═══ Information shown ═══

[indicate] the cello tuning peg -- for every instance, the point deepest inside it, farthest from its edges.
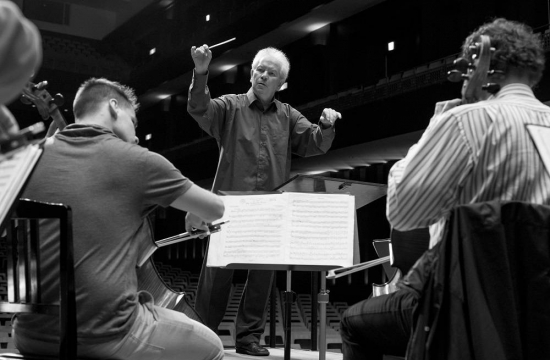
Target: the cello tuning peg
(58, 100)
(25, 100)
(41, 85)
(491, 88)
(455, 75)
(462, 64)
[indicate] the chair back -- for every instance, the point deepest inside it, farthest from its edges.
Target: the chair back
(23, 269)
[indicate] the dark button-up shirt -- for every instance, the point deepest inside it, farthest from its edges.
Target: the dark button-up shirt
(255, 145)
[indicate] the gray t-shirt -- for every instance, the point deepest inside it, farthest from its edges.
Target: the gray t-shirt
(111, 186)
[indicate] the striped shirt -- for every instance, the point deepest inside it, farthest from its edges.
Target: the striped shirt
(471, 153)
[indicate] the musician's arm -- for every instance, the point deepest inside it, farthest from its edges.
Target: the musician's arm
(202, 203)
(422, 188)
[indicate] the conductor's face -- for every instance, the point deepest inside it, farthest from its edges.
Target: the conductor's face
(266, 78)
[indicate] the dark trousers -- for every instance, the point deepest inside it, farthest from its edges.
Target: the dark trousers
(213, 295)
(377, 326)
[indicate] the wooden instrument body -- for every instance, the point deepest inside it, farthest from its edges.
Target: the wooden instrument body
(407, 248)
(46, 105)
(151, 281)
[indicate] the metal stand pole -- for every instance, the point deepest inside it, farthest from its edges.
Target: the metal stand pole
(273, 313)
(314, 320)
(289, 300)
(323, 300)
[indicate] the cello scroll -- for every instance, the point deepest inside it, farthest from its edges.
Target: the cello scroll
(475, 72)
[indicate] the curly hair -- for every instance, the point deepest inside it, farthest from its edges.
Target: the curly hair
(94, 91)
(515, 45)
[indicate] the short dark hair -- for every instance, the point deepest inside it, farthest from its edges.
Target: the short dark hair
(95, 91)
(515, 45)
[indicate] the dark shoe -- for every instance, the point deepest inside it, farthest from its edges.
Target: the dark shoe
(253, 349)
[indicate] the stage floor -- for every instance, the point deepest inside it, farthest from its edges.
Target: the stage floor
(279, 354)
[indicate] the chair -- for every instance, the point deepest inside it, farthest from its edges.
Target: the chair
(486, 296)
(23, 277)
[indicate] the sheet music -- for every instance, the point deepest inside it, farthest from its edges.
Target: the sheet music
(288, 228)
(541, 137)
(15, 168)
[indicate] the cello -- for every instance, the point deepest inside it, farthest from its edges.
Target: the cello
(474, 72)
(46, 105)
(149, 278)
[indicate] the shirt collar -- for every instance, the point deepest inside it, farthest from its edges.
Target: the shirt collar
(252, 98)
(515, 89)
(86, 130)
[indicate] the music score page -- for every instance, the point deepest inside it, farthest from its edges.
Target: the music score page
(285, 229)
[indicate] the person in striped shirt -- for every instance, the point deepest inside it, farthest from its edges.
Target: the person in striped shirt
(469, 153)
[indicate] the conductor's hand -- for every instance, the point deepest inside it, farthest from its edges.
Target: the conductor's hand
(8, 125)
(329, 117)
(201, 57)
(194, 223)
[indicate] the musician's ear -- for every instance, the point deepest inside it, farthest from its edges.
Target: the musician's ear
(113, 105)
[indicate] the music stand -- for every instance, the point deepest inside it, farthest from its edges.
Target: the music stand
(364, 194)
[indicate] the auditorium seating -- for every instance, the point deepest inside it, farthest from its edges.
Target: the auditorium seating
(182, 280)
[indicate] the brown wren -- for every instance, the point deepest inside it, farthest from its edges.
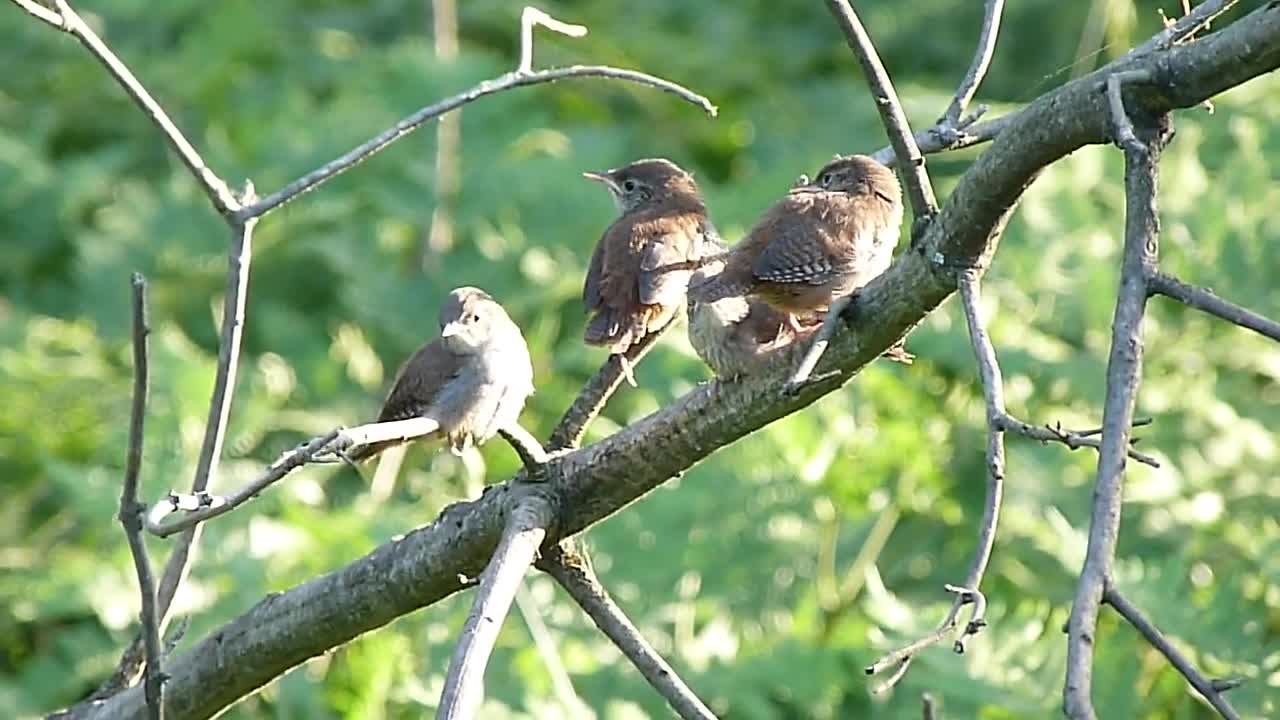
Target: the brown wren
(472, 379)
(640, 268)
(735, 333)
(826, 238)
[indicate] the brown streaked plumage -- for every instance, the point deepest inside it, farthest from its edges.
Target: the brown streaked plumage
(472, 379)
(824, 238)
(640, 267)
(735, 333)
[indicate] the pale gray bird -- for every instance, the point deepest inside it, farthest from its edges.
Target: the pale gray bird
(472, 379)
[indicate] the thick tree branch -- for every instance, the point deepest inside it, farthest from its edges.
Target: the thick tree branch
(572, 570)
(522, 76)
(1203, 686)
(1124, 374)
(993, 393)
(464, 686)
(65, 19)
(1205, 300)
(592, 483)
(132, 510)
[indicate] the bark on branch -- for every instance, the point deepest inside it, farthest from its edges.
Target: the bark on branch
(572, 570)
(594, 482)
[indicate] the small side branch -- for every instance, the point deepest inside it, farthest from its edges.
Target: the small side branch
(572, 570)
(464, 686)
(1205, 300)
(978, 67)
(65, 19)
(522, 76)
(1124, 374)
(595, 395)
(1185, 26)
(131, 510)
(1207, 688)
(993, 395)
(924, 205)
(201, 506)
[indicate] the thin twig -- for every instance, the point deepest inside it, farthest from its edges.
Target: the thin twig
(1070, 438)
(220, 401)
(202, 506)
(1205, 300)
(1157, 639)
(978, 67)
(1124, 374)
(1185, 26)
(595, 393)
(572, 570)
(521, 77)
(131, 510)
(65, 19)
(993, 395)
(919, 190)
(464, 686)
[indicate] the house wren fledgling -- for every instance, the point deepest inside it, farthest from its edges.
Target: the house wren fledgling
(735, 333)
(824, 238)
(472, 379)
(640, 267)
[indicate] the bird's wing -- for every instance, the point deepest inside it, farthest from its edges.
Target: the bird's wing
(592, 287)
(420, 381)
(668, 258)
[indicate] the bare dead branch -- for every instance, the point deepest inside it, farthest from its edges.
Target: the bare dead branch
(131, 510)
(526, 446)
(69, 22)
(978, 67)
(220, 402)
(993, 395)
(572, 570)
(595, 393)
(1185, 26)
(1124, 374)
(1072, 438)
(521, 77)
(437, 560)
(919, 190)
(464, 686)
(201, 505)
(928, 711)
(1207, 689)
(1205, 300)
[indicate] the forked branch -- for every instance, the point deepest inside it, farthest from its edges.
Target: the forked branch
(132, 510)
(572, 570)
(464, 686)
(1210, 689)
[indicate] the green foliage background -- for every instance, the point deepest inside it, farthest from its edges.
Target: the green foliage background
(741, 572)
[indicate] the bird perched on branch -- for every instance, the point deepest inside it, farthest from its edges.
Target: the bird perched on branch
(640, 268)
(824, 238)
(735, 333)
(472, 379)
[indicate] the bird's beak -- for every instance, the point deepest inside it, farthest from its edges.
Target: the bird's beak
(603, 177)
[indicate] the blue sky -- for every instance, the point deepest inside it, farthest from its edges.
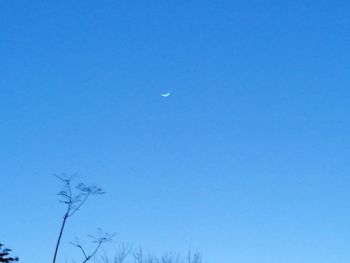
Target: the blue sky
(247, 160)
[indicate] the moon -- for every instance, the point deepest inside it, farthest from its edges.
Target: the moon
(165, 94)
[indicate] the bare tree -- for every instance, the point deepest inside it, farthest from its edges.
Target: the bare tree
(139, 257)
(5, 255)
(74, 201)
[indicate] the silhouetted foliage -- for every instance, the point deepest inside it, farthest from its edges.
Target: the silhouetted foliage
(126, 255)
(5, 255)
(74, 201)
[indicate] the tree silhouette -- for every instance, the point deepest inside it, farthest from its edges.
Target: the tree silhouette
(74, 201)
(5, 255)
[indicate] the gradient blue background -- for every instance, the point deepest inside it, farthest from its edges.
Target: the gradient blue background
(247, 161)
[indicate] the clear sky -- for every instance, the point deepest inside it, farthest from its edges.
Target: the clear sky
(247, 161)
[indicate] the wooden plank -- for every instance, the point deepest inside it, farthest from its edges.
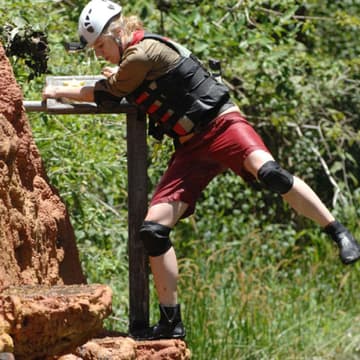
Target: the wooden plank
(137, 201)
(51, 106)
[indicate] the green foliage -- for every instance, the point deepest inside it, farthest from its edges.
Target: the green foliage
(257, 281)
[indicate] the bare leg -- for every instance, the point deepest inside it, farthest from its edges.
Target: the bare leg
(300, 197)
(164, 268)
(304, 201)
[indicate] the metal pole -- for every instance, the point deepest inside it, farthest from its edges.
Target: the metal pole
(137, 190)
(137, 198)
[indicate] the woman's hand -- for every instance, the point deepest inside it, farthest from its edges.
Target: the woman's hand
(107, 71)
(49, 92)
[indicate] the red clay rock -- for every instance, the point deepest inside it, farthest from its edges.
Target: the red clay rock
(44, 320)
(37, 243)
(114, 348)
(125, 348)
(162, 350)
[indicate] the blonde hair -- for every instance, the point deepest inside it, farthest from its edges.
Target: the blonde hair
(127, 25)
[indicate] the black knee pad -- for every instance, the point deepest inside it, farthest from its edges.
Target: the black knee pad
(275, 178)
(155, 238)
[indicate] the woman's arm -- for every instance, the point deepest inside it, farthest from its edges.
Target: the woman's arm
(80, 93)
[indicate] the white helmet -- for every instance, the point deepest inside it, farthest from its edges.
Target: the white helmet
(94, 18)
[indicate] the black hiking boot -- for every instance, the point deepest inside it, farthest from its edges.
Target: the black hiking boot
(349, 249)
(169, 326)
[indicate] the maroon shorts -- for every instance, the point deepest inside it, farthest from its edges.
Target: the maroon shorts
(225, 144)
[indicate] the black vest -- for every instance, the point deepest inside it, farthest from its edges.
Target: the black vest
(183, 100)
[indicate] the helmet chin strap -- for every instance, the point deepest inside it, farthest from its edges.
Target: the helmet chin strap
(120, 45)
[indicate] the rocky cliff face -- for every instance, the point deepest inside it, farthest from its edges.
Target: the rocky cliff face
(37, 244)
(46, 309)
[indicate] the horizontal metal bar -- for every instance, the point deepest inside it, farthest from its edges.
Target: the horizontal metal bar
(54, 107)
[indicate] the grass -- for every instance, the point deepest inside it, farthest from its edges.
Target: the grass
(238, 309)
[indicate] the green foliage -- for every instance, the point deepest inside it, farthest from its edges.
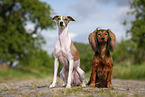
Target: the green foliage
(16, 42)
(124, 52)
(137, 30)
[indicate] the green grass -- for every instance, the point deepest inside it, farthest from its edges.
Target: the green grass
(19, 74)
(136, 72)
(129, 72)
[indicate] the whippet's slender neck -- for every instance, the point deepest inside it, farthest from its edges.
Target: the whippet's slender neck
(63, 36)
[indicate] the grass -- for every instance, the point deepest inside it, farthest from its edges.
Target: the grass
(129, 72)
(11, 74)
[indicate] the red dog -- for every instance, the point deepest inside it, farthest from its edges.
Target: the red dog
(102, 42)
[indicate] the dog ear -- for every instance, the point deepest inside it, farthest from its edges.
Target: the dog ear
(112, 43)
(70, 18)
(55, 17)
(93, 40)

═══

*The task*: Your task is to write out the lines from the one with "[indicate] the green grass" through the end of the records, exactly and with nothing added.

*Answer to this problem*:
[indicate] the green grass -- for every instance, the point deepest inside it, farthest from its edges.
Target: the green grass
(19, 74)
(136, 72)
(129, 72)
[indicate] the whippet's slender neck -- for every instance, the point deepest inside it, farthest from its edges.
Target: the whippet's slender neck
(63, 36)
[indicate] the grass -- for every instance, the point deepest inside it, farthest from its edges.
Target: the grass
(129, 72)
(11, 74)
[indicate] the red dog -- for every instance, the point deepest inside it, farthest from its edges.
Target: the red dog
(102, 42)
[indicate] the dog ear -- for every instance, the point deepest inside it, farthest from its edges.
Target: the dog ear
(112, 43)
(70, 18)
(55, 17)
(93, 40)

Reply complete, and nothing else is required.